Stated exercise: Show every line of the rows below that contains the word "headstone".

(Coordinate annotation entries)
--
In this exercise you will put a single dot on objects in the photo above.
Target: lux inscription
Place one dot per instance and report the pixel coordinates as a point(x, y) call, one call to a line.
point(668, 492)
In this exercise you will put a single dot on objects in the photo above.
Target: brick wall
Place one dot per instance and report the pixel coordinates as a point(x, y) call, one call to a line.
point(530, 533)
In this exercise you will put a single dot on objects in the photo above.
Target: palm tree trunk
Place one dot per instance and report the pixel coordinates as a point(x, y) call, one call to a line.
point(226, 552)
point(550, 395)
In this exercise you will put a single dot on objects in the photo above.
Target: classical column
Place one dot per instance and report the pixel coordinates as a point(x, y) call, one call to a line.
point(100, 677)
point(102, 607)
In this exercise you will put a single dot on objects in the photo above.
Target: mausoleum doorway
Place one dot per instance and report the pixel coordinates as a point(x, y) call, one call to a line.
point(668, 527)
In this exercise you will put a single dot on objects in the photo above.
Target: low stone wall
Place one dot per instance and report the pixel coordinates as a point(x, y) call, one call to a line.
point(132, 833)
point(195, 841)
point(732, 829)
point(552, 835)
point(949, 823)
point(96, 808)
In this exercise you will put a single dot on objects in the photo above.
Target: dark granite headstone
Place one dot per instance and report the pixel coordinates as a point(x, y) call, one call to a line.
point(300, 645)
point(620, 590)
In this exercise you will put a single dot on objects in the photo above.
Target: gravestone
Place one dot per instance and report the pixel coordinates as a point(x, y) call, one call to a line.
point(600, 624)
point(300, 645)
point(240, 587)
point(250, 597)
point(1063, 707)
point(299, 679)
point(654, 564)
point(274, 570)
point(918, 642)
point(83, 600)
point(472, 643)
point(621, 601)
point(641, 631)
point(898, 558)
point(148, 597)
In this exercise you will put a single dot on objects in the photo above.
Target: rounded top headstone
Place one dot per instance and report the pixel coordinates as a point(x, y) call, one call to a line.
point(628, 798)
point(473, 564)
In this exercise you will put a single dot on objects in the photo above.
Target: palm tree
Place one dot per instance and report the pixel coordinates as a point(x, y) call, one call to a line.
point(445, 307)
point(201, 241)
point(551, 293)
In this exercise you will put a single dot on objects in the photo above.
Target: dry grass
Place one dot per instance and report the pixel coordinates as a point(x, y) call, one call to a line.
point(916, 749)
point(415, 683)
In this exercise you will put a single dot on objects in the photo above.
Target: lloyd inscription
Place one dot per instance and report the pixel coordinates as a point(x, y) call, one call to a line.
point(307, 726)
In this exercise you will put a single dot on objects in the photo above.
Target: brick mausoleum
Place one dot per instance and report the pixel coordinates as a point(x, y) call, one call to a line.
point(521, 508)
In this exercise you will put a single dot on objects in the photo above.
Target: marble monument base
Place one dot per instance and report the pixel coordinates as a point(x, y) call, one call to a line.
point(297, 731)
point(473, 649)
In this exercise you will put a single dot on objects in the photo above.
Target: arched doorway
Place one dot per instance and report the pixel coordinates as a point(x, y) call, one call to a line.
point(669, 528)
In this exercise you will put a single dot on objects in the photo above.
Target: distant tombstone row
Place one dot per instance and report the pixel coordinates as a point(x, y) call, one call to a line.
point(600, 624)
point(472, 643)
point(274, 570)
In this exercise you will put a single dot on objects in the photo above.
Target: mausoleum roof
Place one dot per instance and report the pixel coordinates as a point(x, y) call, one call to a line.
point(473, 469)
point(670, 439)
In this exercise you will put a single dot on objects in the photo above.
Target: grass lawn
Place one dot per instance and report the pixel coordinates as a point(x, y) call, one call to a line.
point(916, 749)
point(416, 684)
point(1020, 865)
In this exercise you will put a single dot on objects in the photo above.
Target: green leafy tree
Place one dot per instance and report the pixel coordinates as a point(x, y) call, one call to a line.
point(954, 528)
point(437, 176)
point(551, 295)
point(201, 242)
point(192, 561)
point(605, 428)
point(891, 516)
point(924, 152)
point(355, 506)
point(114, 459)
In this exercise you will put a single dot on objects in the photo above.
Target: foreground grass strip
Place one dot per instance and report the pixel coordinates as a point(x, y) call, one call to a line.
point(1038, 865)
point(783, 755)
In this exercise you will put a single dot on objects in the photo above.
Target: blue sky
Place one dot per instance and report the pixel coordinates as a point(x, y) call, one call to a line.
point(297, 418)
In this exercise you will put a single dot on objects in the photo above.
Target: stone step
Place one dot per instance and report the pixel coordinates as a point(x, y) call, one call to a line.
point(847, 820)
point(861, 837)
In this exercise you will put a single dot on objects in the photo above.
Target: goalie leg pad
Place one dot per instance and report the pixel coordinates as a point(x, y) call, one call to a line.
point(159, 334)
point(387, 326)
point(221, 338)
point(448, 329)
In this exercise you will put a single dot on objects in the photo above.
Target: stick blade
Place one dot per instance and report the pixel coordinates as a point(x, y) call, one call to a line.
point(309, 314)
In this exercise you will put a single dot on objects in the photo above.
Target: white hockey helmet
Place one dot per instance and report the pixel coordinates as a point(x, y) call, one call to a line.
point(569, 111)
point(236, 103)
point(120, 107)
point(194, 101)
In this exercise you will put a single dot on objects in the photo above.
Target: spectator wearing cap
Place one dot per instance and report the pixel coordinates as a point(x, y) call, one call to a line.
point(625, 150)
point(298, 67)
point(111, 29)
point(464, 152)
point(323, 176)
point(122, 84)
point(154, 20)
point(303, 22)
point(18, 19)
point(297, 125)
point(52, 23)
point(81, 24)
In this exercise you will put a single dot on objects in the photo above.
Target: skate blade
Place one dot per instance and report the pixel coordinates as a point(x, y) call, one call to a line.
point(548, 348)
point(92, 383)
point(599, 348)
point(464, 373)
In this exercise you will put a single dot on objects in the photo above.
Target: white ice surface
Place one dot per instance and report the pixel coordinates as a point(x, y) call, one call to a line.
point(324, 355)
--
Solution for this task:
Target: dark granite headstone
Target: rounded top headstone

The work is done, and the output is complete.